Pull out every line in the material below that contains the string "brick". Matching is case-sensitive.

[Material for this exercise start]

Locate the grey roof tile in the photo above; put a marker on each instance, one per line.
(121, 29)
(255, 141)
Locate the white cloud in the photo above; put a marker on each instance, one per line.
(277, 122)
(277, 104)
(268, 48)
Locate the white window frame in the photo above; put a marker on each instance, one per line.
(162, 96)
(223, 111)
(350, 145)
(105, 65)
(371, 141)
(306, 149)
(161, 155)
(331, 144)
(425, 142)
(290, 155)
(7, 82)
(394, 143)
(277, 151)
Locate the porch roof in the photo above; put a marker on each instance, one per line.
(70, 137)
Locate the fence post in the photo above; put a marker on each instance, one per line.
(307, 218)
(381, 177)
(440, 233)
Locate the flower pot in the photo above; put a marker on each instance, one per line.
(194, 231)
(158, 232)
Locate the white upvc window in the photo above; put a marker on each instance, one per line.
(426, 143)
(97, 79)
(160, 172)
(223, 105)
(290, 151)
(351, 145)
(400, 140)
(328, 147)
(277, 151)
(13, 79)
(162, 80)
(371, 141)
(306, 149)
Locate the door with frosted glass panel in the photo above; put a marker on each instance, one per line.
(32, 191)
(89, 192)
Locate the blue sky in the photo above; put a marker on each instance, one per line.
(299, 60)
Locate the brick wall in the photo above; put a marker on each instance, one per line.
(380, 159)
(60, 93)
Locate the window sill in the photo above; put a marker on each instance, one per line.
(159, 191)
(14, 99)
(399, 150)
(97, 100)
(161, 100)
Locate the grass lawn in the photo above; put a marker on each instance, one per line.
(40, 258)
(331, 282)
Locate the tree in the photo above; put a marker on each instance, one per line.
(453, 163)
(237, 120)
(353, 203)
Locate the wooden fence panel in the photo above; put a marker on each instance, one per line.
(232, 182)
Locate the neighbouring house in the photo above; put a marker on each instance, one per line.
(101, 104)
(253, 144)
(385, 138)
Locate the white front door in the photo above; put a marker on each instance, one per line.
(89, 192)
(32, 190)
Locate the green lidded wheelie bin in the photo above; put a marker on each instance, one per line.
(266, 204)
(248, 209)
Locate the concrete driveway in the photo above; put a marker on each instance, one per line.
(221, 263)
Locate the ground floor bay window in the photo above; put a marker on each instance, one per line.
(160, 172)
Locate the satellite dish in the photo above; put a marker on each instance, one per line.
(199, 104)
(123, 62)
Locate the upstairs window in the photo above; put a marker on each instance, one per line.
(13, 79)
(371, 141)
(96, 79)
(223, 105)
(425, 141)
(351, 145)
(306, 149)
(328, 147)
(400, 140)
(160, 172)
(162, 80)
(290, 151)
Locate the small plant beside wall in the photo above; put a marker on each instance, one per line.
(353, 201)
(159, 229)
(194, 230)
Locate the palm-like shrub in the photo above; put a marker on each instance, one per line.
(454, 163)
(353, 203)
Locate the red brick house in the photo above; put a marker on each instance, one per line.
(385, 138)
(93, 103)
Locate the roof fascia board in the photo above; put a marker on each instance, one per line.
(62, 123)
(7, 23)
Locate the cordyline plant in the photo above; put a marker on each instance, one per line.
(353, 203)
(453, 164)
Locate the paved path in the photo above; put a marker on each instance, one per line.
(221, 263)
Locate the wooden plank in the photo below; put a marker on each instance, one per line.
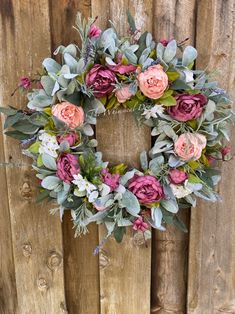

[Material for this exercise end]

- Written answer:
Locate the brick wall in the photo above; put a marker on each instance, one per line.
Locate the red brick house in the photo above; put a marker on each instance, one per line.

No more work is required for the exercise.